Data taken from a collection
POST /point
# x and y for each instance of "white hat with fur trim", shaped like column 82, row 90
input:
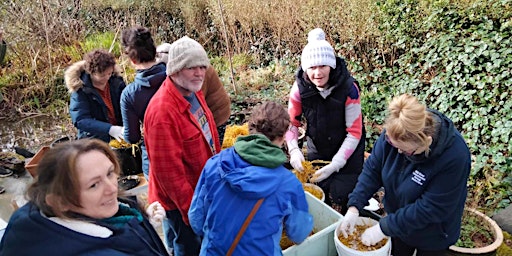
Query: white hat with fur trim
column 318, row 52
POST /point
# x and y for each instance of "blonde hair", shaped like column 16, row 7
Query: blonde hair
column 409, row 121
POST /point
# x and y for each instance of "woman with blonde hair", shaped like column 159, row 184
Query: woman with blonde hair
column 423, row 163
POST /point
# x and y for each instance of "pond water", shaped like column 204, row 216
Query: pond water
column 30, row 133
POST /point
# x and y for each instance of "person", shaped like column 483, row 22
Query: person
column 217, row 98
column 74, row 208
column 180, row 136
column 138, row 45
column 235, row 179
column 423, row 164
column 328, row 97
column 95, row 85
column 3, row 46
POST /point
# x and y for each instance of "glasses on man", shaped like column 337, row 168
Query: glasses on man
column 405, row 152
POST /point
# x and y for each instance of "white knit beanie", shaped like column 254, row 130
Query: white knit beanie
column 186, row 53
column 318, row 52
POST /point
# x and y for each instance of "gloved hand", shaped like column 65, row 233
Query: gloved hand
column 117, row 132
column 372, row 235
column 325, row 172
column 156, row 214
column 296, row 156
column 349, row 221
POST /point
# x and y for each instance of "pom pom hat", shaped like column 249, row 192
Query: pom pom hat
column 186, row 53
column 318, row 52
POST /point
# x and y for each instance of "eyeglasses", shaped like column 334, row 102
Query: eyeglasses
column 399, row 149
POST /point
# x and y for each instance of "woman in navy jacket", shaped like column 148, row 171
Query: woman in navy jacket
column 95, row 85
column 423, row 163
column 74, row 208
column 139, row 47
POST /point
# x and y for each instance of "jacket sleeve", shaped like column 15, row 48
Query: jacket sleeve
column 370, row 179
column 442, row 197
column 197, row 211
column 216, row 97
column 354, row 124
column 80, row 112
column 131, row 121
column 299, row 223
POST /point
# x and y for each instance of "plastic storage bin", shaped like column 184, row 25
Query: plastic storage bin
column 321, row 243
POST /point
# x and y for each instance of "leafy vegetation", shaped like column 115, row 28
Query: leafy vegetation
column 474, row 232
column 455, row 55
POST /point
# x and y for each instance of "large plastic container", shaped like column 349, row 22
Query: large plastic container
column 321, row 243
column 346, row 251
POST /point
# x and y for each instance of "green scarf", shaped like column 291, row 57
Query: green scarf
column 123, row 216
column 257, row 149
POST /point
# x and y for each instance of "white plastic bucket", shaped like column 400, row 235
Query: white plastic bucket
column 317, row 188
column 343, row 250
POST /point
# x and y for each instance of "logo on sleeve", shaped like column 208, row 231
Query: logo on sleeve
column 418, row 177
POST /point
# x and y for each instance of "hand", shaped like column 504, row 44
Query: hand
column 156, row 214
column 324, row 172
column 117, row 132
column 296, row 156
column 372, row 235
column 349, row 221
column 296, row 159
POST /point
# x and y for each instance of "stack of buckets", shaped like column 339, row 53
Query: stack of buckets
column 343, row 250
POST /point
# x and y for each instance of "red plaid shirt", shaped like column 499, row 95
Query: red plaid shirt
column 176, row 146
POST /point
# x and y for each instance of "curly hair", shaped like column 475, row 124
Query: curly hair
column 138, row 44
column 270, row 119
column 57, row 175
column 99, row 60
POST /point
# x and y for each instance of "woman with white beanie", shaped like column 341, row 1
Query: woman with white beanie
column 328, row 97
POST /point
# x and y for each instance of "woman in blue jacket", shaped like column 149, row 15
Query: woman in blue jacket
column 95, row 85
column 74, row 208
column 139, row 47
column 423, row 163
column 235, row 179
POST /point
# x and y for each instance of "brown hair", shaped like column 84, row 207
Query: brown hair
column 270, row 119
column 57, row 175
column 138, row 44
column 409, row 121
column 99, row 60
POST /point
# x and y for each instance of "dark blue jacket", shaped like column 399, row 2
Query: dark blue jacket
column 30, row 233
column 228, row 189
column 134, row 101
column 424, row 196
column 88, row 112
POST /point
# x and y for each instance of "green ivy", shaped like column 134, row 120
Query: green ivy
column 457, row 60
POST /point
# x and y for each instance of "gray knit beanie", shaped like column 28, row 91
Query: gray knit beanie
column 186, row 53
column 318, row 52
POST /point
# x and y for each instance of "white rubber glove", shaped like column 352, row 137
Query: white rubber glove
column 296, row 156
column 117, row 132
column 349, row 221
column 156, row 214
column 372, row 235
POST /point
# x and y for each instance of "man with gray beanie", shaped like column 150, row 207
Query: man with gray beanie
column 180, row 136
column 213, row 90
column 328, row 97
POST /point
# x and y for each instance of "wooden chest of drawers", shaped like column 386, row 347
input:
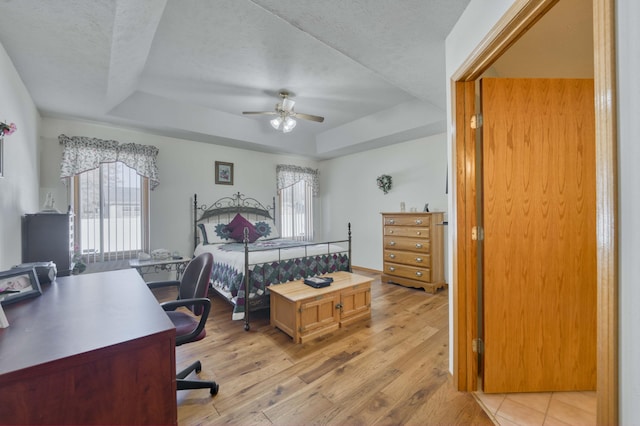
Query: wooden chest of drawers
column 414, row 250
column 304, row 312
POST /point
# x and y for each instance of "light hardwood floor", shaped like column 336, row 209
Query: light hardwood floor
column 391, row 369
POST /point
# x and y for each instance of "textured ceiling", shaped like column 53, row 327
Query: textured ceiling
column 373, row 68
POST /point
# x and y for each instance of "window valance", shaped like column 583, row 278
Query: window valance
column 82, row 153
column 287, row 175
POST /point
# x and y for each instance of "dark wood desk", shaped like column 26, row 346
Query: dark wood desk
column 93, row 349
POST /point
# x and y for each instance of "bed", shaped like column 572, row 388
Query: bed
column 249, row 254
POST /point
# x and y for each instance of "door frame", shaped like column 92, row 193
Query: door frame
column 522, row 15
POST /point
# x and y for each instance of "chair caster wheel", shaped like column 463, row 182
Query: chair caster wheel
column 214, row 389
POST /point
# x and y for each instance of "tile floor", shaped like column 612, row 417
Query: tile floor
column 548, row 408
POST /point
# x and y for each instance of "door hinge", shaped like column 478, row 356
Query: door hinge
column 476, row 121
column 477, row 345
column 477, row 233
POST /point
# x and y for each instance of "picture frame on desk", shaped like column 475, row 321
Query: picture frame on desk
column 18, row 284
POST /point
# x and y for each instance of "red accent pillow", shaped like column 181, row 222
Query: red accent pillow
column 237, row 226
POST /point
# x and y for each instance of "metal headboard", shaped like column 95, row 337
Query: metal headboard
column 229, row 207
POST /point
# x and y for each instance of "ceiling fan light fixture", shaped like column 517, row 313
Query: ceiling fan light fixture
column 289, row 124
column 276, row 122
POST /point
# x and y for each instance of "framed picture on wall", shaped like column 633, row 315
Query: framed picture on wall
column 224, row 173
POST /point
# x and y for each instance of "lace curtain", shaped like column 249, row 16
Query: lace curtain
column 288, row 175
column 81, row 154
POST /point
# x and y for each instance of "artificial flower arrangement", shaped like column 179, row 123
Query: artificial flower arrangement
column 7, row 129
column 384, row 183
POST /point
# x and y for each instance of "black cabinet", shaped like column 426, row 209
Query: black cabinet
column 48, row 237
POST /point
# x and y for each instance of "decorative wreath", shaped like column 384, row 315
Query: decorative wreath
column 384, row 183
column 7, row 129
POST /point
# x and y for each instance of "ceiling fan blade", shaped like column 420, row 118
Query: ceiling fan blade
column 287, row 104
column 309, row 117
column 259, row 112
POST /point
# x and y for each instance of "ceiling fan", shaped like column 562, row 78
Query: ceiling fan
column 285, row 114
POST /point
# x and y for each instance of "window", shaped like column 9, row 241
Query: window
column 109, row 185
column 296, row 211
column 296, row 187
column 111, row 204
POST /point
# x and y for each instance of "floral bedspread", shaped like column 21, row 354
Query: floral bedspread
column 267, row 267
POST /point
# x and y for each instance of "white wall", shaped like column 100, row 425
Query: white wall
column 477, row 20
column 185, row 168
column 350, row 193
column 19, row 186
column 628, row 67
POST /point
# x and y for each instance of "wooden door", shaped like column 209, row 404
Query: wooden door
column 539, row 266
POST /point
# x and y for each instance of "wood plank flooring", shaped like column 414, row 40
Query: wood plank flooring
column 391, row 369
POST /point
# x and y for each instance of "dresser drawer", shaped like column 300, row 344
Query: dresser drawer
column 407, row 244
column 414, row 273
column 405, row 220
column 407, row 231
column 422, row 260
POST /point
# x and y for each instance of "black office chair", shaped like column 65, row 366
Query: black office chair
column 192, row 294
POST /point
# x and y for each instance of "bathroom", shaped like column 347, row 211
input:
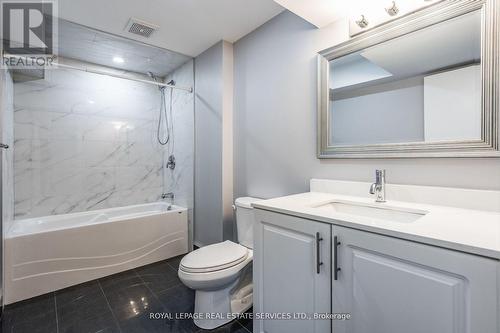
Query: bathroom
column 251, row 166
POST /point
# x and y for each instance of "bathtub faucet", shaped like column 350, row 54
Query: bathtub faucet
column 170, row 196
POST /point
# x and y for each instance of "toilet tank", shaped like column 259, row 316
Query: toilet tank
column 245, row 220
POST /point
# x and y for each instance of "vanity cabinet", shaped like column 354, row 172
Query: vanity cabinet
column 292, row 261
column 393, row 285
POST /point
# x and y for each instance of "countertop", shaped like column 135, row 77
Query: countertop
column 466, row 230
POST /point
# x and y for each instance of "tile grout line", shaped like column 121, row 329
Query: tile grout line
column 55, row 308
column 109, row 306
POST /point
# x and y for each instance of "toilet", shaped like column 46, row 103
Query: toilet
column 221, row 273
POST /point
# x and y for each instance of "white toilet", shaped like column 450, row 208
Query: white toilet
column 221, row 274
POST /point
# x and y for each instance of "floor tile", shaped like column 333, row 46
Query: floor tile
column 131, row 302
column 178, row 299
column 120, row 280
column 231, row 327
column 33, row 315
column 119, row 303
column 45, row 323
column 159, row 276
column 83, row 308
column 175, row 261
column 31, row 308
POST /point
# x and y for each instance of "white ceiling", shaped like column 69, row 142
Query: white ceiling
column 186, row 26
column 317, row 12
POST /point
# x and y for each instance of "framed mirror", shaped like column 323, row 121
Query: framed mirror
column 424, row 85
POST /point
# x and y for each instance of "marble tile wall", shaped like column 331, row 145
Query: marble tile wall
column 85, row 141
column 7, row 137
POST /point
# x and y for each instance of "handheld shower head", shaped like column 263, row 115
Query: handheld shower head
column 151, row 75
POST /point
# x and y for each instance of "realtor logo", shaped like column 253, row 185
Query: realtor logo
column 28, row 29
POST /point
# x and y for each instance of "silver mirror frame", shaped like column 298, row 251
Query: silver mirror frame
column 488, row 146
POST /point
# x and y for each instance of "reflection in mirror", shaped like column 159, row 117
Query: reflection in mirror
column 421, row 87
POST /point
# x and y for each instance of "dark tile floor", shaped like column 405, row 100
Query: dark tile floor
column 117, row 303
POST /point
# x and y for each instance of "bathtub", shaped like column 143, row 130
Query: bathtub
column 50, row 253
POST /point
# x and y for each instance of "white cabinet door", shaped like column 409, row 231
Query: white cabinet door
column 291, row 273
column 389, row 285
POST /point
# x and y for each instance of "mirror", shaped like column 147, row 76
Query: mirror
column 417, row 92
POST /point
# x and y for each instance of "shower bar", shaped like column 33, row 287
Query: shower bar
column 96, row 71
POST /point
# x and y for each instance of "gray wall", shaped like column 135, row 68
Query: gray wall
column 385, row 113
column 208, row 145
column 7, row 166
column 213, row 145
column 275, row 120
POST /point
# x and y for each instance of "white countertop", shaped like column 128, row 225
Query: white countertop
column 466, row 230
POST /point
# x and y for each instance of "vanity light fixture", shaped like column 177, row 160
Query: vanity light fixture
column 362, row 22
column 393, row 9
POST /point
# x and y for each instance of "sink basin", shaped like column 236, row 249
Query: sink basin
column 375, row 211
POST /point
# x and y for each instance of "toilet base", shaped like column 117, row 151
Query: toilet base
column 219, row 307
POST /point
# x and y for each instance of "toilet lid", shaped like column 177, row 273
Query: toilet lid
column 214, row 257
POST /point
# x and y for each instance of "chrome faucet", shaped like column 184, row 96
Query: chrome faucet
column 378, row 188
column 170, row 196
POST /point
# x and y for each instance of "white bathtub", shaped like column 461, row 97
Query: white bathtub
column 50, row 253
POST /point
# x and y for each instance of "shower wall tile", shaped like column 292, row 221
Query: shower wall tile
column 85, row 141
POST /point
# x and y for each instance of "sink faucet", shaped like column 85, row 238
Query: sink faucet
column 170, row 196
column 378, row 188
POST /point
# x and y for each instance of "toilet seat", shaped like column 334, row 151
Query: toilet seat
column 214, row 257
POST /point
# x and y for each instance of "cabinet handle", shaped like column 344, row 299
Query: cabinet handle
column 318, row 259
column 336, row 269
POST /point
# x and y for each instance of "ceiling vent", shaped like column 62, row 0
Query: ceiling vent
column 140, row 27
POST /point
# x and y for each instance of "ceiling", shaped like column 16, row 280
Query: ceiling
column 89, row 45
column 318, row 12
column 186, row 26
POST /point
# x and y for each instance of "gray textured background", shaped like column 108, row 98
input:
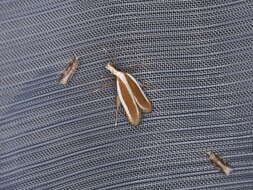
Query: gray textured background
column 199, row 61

--- Objective ---
Tally the lines in the rows above that contain the string "drawers". Give only the number.

--- Written answer ---
2